───── Extrait du texte ─────

Voici donc deux choses : la voix et la parole. Qu’est-ce qu’une voix ? Qu’est-ce qu’une parole » »

« ‘Je suis la voix qui crie dans le désert’.
Par cette parole, Jean se déclare la voix.  Jean est la voix.
Et qu’est le Christ, sinon la Parole ?
La voix doit d’abord se faire entendre pour qu’ensuite la parole soit comprise.

Mais de quelle parole s’agit-il ?
Écoute, il te le montre clairement : « Au commencement était la Parole et la Parole était près de Dieu, et la Parole était Dieu. Elle était au commencement avec Dieu. Tout fut par elle et sans elle rien ne fut ». Tout a été fait par la Parole, et Jean aussi. Quoi d’étonnant si la Parole se soit fait une voix ! Regarde : vois sur les rives du fleuve la Voix et la Parole : la Voix, c’est Jean, la Parole c’est le Christ.»


Voix, cri, parole : il y a dans ces distinctions un enjeu capital pour l’évangélisation aujourd’hui.

Comment entendre la Parole (qu’est le Christ) si elle n’est pas précédée par la voix (qu’est Jean-Baptiste) ?

pour-comprendre-les-media_150 Avent dans Communauté spirituelleLe médium est aussi important que le message : medium is message (Mac Luhan). La façon de dire quelque chose est aussi importante que le contenu de ce qui est dit. Par exemple, dire « je t’aime » sur l’air de « passe-moi le sel » garantit un effet de doute. Alors que la formule « engeance de vipères » va bien avec un Jean Baptiste hirsute maigre et couvert de peaux de bêtes.

La voix qui porte la parole crée un climat de communication ou d’hostilité.
L’empreinte vocale de quelqu’un dépasse d’ailleurs la seule voix : l’apparence et le comportement physique de quelqu’un peut devenir une petite musique qui porte son message avant même les mots.
Le bon pape Jean XXIII, rien qu’en apparaissant, respirait la bonté de Dieu, grâce à ses rondeurs mises au service de l’Évangile.
Jean Paul 1° avait pour lui son sourire qui faisait la conquête les foules avant même de parler.
Pour Jean-Paul II, c’était son allure d’athlète de Dieu, défiant tous les pouvoirs totalitaires.

───── Lignes ─────

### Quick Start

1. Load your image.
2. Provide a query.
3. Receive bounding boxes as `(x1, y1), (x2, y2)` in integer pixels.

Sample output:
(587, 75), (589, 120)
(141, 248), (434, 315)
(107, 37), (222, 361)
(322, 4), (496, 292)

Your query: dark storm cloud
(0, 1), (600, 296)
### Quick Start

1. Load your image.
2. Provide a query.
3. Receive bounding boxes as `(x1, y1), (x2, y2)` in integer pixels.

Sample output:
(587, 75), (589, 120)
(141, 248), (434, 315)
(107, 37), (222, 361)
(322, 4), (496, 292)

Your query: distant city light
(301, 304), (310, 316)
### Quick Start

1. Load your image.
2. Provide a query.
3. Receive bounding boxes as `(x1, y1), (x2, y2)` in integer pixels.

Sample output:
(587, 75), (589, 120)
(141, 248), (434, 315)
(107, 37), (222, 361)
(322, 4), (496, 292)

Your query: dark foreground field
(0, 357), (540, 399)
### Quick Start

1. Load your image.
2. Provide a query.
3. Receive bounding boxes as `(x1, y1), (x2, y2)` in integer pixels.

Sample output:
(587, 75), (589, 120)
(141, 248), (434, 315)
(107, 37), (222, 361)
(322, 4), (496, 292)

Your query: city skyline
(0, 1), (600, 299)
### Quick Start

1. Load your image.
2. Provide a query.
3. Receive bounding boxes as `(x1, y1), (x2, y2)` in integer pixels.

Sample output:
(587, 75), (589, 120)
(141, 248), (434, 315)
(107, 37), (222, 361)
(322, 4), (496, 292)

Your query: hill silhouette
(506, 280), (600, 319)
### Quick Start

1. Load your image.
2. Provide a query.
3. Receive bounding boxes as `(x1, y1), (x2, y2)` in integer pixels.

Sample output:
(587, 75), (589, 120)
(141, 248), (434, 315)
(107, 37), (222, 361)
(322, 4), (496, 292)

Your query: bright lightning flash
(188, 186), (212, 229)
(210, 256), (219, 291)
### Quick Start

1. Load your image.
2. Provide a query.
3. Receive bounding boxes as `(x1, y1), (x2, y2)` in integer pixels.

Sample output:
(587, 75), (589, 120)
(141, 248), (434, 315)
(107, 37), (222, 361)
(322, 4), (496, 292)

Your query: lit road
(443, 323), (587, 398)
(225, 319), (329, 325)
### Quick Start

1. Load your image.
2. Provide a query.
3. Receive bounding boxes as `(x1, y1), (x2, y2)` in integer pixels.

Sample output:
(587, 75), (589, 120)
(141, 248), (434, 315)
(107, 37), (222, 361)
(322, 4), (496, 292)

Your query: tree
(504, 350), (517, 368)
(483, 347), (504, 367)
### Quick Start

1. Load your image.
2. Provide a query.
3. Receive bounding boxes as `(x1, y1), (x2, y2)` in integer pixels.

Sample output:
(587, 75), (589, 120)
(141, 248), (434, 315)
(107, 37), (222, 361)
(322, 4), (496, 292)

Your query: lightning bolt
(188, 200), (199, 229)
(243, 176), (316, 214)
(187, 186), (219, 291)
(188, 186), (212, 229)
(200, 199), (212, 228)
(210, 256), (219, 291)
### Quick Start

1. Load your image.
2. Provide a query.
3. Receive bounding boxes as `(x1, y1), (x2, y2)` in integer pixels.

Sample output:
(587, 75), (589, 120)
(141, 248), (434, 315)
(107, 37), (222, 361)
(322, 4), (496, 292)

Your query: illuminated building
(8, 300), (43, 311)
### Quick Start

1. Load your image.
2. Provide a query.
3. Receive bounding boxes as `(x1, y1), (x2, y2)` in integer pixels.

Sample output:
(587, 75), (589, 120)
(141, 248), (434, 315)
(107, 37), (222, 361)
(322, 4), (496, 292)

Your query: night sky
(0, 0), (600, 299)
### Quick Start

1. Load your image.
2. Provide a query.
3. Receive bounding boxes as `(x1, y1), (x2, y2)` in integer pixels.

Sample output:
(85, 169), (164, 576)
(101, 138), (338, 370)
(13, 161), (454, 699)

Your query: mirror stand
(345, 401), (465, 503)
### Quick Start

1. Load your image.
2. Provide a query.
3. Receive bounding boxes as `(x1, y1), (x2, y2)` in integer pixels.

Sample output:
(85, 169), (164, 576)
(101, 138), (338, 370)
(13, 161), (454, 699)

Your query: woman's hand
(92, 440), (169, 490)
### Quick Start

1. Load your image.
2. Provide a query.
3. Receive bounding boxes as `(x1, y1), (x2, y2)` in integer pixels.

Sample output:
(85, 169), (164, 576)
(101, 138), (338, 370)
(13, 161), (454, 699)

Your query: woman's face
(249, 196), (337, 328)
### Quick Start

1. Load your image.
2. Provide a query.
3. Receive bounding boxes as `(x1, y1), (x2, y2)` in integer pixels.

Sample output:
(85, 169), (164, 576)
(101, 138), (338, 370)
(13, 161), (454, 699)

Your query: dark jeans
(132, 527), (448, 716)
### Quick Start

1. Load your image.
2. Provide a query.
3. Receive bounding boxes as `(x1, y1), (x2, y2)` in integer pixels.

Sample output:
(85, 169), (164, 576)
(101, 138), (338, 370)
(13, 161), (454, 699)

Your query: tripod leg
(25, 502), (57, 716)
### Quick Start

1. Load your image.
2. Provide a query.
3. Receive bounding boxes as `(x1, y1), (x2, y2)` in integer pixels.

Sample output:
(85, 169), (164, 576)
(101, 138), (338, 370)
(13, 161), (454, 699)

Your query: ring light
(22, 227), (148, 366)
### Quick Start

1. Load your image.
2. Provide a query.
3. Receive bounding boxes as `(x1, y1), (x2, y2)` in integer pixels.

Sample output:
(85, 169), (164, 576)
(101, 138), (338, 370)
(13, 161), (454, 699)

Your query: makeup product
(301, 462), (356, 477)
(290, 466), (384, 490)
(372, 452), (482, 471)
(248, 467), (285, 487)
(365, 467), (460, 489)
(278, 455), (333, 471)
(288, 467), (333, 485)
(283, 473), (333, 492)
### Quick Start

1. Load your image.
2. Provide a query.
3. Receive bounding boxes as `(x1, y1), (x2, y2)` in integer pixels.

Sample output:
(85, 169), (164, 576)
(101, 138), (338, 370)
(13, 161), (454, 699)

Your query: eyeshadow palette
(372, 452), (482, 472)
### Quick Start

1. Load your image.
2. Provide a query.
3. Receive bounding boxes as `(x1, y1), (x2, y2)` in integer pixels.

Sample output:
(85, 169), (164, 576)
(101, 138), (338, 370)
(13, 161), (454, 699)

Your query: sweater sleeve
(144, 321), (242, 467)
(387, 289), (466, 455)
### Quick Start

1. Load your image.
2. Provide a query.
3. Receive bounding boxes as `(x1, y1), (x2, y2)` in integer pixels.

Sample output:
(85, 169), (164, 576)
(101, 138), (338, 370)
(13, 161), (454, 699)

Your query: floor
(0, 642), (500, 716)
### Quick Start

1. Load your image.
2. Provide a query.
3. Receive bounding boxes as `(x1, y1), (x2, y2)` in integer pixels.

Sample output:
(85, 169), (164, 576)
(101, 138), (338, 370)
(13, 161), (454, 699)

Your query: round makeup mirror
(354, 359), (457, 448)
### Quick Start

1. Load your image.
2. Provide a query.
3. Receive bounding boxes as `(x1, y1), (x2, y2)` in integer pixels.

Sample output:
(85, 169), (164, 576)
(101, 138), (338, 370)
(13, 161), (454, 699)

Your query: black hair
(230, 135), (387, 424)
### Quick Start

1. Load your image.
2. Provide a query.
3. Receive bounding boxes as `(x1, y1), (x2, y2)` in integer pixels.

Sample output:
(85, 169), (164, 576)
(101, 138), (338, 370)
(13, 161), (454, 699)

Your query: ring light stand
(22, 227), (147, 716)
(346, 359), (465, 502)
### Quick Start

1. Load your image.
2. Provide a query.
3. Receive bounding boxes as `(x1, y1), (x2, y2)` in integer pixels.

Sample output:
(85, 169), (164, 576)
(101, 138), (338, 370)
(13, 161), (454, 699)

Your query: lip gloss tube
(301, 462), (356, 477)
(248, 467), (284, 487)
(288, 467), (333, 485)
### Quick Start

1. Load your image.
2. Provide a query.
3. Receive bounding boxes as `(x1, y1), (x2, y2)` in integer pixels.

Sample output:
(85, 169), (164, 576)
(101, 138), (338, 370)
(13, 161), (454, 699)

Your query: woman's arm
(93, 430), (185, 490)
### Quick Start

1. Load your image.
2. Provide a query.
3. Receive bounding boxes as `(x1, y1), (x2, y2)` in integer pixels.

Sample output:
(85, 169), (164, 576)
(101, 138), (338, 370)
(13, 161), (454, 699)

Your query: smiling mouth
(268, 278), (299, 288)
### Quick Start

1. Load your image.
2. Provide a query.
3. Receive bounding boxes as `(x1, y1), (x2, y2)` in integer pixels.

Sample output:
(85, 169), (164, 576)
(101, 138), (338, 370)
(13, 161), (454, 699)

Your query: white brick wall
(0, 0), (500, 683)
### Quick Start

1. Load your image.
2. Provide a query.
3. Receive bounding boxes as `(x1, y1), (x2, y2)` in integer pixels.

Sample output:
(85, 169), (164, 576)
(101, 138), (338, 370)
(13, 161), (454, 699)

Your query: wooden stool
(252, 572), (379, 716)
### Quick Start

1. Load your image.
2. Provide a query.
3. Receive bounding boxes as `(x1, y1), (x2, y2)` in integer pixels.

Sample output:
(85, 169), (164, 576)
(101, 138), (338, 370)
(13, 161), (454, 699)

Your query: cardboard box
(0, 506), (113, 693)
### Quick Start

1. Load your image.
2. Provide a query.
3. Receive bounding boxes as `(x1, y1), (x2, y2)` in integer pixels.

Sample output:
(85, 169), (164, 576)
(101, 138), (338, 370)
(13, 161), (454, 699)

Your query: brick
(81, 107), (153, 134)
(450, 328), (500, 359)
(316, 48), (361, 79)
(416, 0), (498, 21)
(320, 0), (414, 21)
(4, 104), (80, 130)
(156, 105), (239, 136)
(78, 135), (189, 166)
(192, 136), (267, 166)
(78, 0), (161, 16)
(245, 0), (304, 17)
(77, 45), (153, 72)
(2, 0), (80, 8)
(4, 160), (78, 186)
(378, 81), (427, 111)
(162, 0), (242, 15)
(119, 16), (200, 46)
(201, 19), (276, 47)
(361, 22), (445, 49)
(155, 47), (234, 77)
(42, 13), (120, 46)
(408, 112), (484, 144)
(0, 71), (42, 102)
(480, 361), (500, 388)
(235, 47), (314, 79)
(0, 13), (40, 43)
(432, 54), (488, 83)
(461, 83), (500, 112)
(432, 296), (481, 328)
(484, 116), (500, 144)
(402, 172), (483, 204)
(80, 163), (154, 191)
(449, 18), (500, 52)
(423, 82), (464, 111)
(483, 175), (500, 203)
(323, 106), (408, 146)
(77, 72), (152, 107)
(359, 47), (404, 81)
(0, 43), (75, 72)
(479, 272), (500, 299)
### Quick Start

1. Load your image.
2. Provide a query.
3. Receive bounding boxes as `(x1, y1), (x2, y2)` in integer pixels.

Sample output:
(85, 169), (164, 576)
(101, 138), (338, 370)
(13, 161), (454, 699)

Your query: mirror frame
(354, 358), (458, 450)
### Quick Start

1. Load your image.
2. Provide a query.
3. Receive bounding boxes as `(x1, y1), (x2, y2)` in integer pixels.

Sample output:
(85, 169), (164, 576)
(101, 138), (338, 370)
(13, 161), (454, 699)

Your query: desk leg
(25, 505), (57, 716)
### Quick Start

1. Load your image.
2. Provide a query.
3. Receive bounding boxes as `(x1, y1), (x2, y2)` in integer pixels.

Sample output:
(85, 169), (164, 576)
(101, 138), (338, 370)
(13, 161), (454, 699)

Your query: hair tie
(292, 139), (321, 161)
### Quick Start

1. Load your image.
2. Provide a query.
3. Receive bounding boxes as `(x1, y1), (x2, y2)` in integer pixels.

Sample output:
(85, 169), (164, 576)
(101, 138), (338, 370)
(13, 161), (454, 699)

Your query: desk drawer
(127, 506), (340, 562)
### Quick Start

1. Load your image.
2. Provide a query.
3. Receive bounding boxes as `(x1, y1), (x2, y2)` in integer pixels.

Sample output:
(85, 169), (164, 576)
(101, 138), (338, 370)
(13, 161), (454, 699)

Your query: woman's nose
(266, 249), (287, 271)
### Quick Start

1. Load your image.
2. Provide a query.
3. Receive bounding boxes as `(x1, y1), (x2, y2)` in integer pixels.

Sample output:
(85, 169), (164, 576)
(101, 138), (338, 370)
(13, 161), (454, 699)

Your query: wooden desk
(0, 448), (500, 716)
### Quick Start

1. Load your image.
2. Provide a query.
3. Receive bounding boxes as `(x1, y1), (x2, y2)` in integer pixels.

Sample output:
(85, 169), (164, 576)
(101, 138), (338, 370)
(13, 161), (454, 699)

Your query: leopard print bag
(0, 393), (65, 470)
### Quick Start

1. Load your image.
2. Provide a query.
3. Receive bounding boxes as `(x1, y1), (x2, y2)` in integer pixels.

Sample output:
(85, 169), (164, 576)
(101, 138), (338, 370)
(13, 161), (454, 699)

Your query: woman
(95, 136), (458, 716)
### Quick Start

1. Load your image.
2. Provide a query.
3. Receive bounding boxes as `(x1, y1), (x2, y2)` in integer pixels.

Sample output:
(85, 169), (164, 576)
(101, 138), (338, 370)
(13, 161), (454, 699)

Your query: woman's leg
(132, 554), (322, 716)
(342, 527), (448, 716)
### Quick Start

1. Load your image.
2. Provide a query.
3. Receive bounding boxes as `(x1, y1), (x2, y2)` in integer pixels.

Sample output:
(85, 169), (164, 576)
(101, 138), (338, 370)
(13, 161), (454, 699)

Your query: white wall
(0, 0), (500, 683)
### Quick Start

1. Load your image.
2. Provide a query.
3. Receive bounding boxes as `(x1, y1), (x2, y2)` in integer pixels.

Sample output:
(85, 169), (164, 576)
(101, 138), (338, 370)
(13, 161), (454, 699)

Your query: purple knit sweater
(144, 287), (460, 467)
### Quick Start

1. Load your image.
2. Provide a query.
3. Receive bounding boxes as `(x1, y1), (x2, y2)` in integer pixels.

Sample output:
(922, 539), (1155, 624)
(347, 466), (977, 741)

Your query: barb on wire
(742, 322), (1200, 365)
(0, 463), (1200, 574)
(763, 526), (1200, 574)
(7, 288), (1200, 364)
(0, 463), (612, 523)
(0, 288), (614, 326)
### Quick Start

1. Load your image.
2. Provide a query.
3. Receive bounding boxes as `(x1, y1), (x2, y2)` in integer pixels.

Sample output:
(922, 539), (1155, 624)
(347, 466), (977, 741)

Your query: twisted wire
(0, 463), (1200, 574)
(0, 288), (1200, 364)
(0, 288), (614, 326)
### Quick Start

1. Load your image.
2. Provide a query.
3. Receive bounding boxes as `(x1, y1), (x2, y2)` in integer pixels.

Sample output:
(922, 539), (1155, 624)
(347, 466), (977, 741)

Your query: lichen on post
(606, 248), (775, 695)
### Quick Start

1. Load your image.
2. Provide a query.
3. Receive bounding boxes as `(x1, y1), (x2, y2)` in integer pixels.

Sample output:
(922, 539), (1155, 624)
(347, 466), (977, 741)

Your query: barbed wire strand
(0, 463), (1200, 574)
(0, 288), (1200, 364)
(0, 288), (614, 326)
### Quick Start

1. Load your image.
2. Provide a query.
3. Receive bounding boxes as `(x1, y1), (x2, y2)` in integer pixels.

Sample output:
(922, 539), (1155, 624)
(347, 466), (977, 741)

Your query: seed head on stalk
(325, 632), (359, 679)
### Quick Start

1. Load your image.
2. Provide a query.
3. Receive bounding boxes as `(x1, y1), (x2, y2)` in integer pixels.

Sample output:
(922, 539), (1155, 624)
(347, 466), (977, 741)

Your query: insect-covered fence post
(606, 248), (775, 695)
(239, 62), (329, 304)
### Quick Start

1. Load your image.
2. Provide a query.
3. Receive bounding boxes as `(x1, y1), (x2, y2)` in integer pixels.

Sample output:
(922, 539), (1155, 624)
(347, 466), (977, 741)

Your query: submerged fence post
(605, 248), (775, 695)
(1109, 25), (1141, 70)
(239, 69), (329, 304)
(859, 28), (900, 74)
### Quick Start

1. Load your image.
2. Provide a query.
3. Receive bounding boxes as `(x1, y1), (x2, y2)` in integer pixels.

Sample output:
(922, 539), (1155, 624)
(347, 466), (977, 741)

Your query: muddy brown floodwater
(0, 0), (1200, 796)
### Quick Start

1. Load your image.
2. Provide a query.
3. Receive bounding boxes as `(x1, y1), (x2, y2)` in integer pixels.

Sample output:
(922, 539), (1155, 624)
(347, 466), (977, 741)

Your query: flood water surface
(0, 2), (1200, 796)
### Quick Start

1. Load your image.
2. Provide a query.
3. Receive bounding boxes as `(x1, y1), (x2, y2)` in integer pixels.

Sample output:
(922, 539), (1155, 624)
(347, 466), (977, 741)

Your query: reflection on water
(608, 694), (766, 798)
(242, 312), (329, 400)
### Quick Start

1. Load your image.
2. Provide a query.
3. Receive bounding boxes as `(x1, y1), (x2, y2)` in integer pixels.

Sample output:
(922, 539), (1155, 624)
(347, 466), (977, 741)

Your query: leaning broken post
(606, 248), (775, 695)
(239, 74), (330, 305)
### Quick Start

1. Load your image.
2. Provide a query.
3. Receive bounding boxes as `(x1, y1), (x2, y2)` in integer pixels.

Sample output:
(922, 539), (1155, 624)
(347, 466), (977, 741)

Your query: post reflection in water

─────

» **Consignes**:
Recopiez mot pour mot, dans le texte sur la voix et la parole, le passage qui s’ouvre sur les mots contenant « Et qu’est le » et se termine par « voix (qu’est Jean-Baptiste) ? ». Les lignes proviennent d’une source différente de celle du texte.

» **Réponse attendue**:
Et qu’est le Christ, sinon la Parole ?
La voix doit d’abord se faire entendre pour qu’ensuite la parole soit comprise.

Mais de quelle parole s’agit-il ?
Écoute, il te le montre clairement : « Au commencement était la Parole et la Parole était près de Dieu, et la Parole était Dieu. Elle était au commencement avec Dieu. Tout fut par elle et sans elle rien ne fut ». Tout a été fait par la Parole, et Jean aussi. Quoi d’étonnant si la Parole se soit fait une voix ! Regarde : vois sur les rives du fleuve la Voix et la Parole : la Voix, c’est Jean, la Parole c’est le Christ.»


Voix, cri, parole : il y a dans ces distinctions un enjeu capital pour l’évangélisation aujourd’hui.

Comment entendre la Parole (qu’est le Christ) si elle n’est pas précédée par la voix (qu’est Jean-Baptiste) ?